----- Listed entries
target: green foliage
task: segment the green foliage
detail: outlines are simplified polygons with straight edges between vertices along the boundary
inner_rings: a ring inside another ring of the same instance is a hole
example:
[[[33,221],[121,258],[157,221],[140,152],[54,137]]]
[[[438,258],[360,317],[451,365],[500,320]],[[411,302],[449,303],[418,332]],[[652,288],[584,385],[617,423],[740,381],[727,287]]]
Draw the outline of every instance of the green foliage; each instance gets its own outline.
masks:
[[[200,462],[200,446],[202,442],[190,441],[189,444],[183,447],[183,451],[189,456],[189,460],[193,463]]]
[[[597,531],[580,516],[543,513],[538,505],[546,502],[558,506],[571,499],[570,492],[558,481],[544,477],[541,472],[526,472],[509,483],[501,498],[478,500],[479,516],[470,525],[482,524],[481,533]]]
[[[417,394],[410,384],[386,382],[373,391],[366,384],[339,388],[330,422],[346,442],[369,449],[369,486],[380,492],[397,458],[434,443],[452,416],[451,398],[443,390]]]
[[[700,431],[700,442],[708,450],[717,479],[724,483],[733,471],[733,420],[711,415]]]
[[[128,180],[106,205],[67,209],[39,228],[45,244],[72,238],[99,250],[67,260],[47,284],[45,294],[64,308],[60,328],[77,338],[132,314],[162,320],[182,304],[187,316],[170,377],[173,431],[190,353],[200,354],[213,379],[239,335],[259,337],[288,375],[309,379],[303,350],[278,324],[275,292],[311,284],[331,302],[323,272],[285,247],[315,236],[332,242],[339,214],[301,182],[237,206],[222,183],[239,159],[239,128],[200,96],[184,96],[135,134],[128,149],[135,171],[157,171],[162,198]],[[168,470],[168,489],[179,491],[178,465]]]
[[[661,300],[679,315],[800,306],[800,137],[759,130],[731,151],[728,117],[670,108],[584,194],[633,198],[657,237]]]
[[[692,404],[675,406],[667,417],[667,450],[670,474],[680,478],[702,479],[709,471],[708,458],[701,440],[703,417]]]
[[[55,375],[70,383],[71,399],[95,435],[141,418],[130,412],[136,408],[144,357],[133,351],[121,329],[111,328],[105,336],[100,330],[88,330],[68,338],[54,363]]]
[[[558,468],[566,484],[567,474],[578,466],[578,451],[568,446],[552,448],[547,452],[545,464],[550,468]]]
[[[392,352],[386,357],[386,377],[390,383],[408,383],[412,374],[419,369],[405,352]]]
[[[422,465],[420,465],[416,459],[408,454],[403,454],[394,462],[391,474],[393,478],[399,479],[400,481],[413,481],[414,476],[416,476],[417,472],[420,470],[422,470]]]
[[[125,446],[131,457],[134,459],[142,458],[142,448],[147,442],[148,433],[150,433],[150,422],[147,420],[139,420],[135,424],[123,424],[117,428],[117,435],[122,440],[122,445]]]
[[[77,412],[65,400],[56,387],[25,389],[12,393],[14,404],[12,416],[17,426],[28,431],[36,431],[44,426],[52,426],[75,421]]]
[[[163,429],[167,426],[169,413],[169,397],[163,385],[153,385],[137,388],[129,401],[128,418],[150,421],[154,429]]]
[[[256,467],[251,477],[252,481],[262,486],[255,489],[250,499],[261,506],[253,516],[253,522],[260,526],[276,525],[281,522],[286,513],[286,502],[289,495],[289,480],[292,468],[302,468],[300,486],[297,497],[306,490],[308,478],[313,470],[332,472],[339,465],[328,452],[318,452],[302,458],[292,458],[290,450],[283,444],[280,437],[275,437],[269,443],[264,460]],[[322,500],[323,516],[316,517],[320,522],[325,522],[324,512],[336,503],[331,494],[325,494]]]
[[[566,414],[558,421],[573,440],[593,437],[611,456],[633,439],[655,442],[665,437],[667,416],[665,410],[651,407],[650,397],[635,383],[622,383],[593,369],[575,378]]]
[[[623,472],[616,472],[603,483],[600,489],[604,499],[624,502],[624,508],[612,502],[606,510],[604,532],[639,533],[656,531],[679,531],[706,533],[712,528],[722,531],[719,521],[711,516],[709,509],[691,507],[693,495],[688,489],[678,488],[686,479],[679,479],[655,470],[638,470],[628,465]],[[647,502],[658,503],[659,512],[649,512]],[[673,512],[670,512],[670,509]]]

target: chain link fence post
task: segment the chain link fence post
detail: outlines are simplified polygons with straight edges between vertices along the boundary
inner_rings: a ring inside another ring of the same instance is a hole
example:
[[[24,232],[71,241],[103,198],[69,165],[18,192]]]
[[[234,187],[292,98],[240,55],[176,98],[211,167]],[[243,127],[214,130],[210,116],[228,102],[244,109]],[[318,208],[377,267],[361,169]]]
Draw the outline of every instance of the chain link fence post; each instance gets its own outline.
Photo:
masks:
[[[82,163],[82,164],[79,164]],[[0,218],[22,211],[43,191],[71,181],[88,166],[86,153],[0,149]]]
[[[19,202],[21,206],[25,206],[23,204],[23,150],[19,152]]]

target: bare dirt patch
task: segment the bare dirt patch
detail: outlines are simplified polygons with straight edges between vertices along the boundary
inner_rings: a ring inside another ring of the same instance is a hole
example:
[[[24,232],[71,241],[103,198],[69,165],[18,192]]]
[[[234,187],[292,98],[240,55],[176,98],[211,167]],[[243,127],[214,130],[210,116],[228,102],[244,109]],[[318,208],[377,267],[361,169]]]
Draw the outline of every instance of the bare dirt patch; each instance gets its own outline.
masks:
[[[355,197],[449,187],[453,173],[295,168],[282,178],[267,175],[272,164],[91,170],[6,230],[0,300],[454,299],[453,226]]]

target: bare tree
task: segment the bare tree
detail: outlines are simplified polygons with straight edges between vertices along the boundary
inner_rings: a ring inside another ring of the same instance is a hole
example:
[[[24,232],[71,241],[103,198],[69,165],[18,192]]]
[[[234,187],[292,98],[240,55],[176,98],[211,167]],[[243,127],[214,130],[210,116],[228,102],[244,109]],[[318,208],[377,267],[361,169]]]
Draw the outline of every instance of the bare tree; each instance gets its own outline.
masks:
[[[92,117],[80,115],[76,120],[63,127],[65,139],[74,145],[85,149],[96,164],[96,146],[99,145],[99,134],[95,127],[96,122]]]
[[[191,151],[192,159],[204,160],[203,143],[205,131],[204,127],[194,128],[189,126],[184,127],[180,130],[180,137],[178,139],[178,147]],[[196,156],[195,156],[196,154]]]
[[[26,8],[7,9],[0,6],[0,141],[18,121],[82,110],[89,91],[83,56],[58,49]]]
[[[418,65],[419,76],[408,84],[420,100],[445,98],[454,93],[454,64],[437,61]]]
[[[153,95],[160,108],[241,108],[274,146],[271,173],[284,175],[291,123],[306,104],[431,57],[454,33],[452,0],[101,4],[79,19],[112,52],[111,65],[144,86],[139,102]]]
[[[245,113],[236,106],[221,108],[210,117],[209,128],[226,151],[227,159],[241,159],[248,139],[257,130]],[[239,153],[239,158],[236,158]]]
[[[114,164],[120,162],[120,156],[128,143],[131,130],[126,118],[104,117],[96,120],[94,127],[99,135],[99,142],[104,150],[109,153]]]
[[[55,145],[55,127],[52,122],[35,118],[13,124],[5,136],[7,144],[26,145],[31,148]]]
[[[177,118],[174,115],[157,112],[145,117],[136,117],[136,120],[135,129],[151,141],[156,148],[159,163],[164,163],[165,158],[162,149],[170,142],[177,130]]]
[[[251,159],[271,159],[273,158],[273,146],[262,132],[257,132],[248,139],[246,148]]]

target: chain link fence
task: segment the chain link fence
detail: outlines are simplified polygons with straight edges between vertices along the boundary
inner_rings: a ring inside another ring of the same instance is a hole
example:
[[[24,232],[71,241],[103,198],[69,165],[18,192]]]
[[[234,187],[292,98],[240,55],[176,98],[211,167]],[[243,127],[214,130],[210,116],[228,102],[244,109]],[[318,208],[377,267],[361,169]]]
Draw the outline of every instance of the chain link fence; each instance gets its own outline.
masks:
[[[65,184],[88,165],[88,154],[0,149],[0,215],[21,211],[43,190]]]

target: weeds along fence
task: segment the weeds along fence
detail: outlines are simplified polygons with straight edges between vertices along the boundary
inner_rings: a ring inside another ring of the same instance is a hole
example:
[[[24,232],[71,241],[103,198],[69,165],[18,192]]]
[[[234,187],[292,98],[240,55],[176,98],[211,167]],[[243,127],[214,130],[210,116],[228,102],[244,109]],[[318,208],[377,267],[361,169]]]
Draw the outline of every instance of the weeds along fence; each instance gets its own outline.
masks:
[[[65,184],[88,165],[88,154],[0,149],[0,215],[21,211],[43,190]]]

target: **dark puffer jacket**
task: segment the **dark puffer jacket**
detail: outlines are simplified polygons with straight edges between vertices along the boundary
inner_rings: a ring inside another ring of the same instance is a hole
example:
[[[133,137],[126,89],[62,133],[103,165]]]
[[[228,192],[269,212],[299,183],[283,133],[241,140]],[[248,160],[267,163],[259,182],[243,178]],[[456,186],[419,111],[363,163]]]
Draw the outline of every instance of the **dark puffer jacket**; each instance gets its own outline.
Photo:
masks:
----------
## [Task details]
Rewrite everything from the line containing "target: weeds along fence" down to the end of the records, putting "reduced polygons" wherever "simplified polygons" occurs and changing nothing else.

## [Full output]
target: weeds along fence
task: segment the weeds along fence
detail: outlines are reduced polygons with straight edges between vertices along the boundary
inner_rings: a ring inside another ring of the same instance is a hole
example:
[[[24,232],[71,241],[103,198],[69,165],[18,192]]]
[[[234,187],[292,98],[240,55],[176,98],[211,167]],[[243,127],[214,130],[210,116],[228,102],[244,109]],[[318,208],[377,267],[361,169]]]
Draw the outline of every instance of the weeds along fence; each instance gets its own outline.
masks:
[[[65,184],[88,165],[88,154],[0,149],[0,215],[21,211],[43,190]]]

target: **dark puffer jacket**
task: segment the **dark puffer jacket**
detail: outlines are reduced polygons with straight edges between vertices along the boundary
inner_rings: a ring inside another ring of the same instance is a hole
example:
[[[133,137],[126,89],[62,133],[103,165]]]
[[[228,192],[269,212],[299,183],[283,133],[241,140]],[[248,160],[267,163],[259,182],[243,178]],[[456,186],[419,111],[363,163]]]
Draw the outline of every instance of the **dark puffer jacket**; each instance gets its own outline.
Photo:
masks:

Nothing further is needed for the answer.